■ What to work on
Reproduce every line of the listing below without any changes.

::: Entries provided :::

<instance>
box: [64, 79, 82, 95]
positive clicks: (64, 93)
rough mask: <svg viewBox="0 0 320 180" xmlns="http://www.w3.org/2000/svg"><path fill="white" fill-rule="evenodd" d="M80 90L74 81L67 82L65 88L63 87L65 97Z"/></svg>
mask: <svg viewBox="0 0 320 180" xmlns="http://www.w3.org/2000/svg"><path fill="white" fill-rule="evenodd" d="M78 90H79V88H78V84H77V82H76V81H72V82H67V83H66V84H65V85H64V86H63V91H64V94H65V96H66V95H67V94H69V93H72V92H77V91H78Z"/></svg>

:::

■ Answer section
<instance>
box: [64, 79, 82, 95]
positive clicks: (64, 93)
rough mask: <svg viewBox="0 0 320 180" xmlns="http://www.w3.org/2000/svg"><path fill="white" fill-rule="evenodd" d="M80 90L74 81L67 82L65 88L63 87L65 97Z"/></svg>
mask: <svg viewBox="0 0 320 180" xmlns="http://www.w3.org/2000/svg"><path fill="white" fill-rule="evenodd" d="M78 90H79V88H78V84H77V82H76V81H72V82H67V83H66V84H65V85H64V86H63V91H64V94H65V96H66V95H67V94H69V93H72V92H77V91H78Z"/></svg>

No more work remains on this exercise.